_Aim of the task:_ Convert the entire listing below into a JSON list of strings, one string per line, omitting blank lines and leaving out the pictures.

_Data supplied:_
▬▬▬▬▬▬
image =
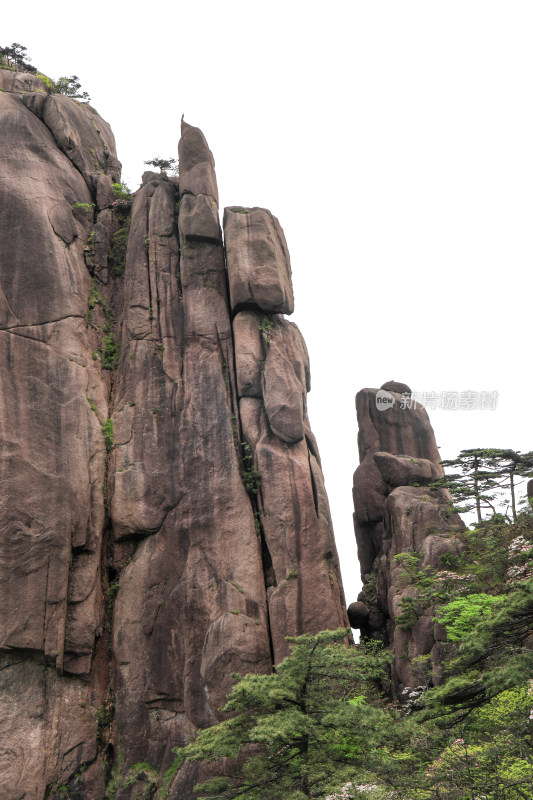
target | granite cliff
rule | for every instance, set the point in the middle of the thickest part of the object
(163, 518)
(397, 512)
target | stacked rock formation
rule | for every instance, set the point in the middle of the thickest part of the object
(163, 519)
(396, 512)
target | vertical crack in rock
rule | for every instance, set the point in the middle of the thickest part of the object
(145, 554)
(396, 512)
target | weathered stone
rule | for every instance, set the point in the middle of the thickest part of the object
(304, 587)
(358, 614)
(137, 573)
(397, 513)
(197, 165)
(285, 378)
(79, 131)
(21, 82)
(405, 470)
(259, 269)
(399, 388)
(249, 353)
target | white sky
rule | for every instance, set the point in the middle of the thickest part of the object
(393, 140)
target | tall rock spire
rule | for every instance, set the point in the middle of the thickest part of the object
(396, 512)
(164, 521)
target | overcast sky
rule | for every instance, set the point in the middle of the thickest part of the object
(394, 142)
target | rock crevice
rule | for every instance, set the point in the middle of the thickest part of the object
(163, 520)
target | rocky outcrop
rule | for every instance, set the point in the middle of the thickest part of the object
(163, 519)
(403, 527)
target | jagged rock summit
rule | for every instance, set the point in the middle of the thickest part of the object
(163, 519)
(397, 512)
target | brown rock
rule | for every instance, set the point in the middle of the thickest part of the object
(197, 165)
(358, 614)
(395, 513)
(306, 593)
(399, 388)
(137, 573)
(285, 378)
(405, 470)
(249, 353)
(259, 269)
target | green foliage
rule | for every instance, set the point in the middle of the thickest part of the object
(461, 616)
(307, 728)
(162, 164)
(46, 80)
(487, 479)
(16, 58)
(250, 474)
(118, 249)
(71, 88)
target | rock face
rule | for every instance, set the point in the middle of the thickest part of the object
(401, 525)
(163, 518)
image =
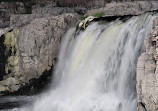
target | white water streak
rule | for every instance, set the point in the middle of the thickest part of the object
(96, 69)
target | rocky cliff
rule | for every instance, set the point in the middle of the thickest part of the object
(147, 73)
(31, 49)
(29, 43)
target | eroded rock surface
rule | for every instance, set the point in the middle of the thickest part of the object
(147, 73)
(125, 8)
(33, 49)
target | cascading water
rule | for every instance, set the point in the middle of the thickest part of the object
(96, 70)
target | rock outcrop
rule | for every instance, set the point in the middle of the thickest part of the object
(9, 8)
(147, 73)
(125, 8)
(32, 49)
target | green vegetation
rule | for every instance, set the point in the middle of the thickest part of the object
(84, 17)
(99, 14)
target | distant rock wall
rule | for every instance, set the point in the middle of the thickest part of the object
(32, 49)
(9, 8)
(147, 73)
(125, 8)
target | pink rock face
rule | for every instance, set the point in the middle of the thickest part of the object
(147, 73)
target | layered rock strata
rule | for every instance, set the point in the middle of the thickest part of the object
(32, 49)
(147, 73)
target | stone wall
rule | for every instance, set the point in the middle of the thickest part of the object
(147, 73)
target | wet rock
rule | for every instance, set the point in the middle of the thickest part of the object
(32, 48)
(147, 73)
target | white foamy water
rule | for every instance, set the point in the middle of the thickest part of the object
(96, 70)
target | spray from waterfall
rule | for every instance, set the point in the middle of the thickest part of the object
(96, 70)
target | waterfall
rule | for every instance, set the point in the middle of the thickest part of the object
(96, 70)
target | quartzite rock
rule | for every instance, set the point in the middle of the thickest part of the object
(35, 46)
(147, 73)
▬▬▬▬▬▬
_The completed task:_
[
  "image =",
  "target | granite cliff",
  "rule | for every instance, set the point in the middle of the thickest part of the object",
  "(163, 518)",
  "(397, 512)",
  "target | stacked rock formation",
  "rule | for every instance, set the point in the middle of the thickest part of the object",
  "(163, 519)",
  "(396, 512)",
  "target | vertical crack in rock",
  "rule | for every instance, set the point in the middle of the thickest part of the object",
  "(145, 554)",
  "(396, 512)",
  "target | weathered stone",
  "rule | for every instance, set the point in the middle of the thickest part of the object",
  "(304, 587)",
  "(358, 614)",
  "(137, 573)",
  "(397, 513)",
  "(197, 165)",
  "(285, 378)",
  "(79, 131)",
  "(21, 82)",
  "(405, 470)",
  "(259, 269)",
  "(399, 388)",
  "(249, 353)",
  "target | white sky",
  "rule | for every instance, set the point in the middle of the thickest part of the object",
  "(393, 140)",
  "target | tall rock spire",
  "rule | for every instance, set the point in the middle of the thickest part of the object",
  "(396, 512)",
  "(164, 521)",
  "target | overcast sky",
  "rule | for every instance, set the point in the middle of the thickest part of the object",
  "(394, 142)",
  "target | rock crevice",
  "rule | for every instance, set the point in the middle of the thickest part of the object",
  "(163, 520)",
  "target | rocky outcrop",
  "rule | for every instance, set the point in the middle of the thickest part of the object",
  "(163, 519)",
  "(403, 527)",
  "target | jagged rock summit",
  "rule | for every instance, set the point in the middle of the thickest part of the object",
  "(163, 519)",
  "(397, 512)",
  "target | brown rock",
  "rule | for every instance, set the point in the middle of the thickest part of the object",
  "(197, 165)",
  "(358, 614)",
  "(395, 513)",
  "(306, 593)",
  "(399, 388)",
  "(137, 573)",
  "(285, 378)",
  "(405, 470)",
  "(249, 353)",
  "(259, 269)",
  "target | green foliage",
  "rule | for every instance, set the point in the middle of the thickest part of the object",
  "(461, 616)",
  "(307, 728)",
  "(162, 164)",
  "(46, 80)",
  "(487, 479)",
  "(16, 58)",
  "(250, 474)",
  "(118, 249)",
  "(71, 88)",
  "target | rock face",
  "rule | for every instance, set the point in the middle of the thickest part of the object",
  "(401, 525)",
  "(163, 518)",
  "image =",
  "target | white water streak",
  "rule | for every instance, set the point in the middle of the thickest part of the object",
  "(96, 69)",
  "target | rocky cliff",
  "rule | for every instance, set the point in the middle of the thickest part of the object",
  "(147, 73)",
  "(31, 49)",
  "(29, 43)",
  "target | eroded rock surface",
  "rule | for every instance, set the point in the middle of the thickest part of the object",
  "(147, 73)",
  "(125, 8)",
  "(33, 49)",
  "target | cascading water",
  "rule | for every instance, set the point in the middle of the thickest part of the object",
  "(96, 70)",
  "target | rock outcrop",
  "rule | for every instance, set the point in the middle of the thickest part of the object",
  "(9, 8)",
  "(147, 73)",
  "(125, 8)",
  "(32, 49)",
  "target | green vegetation",
  "rule | for every instance, set the point in the middle of the thickest part of the object",
  "(84, 17)",
  "(99, 14)",
  "target | distant rock wall",
  "rule | for every instance, set the point in the middle of the thickest part of the object",
  "(32, 49)",
  "(9, 8)",
  "(147, 73)",
  "(125, 8)",
  "target | pink rock face",
  "rule | for every instance, set the point in the middle of the thickest part of the object",
  "(147, 73)",
  "target | layered rock strata",
  "rule | for every instance, set the point in the middle of the thickest part of the object",
  "(32, 49)",
  "(147, 73)",
  "target | stone wall",
  "rule | for every instance, set the point in the middle of the thickest part of the object",
  "(147, 73)",
  "target | wet rock",
  "rule | for every instance, set the point in the middle of the thickest part of the object",
  "(32, 48)",
  "(147, 73)",
  "target | white foamy water",
  "rule | for every instance, set the point in the middle of the thickest part of the object",
  "(96, 70)",
  "target | spray from waterfall",
  "rule | for every instance, set the point in the middle of the thickest part of the object",
  "(96, 70)",
  "target | waterfall",
  "rule | for every instance, set the point in the middle of the thickest part of the object",
  "(96, 70)",
  "target | quartzite rock",
  "rule | for every instance, set the point in the middle of the thickest part of the object",
  "(35, 46)",
  "(147, 73)"
]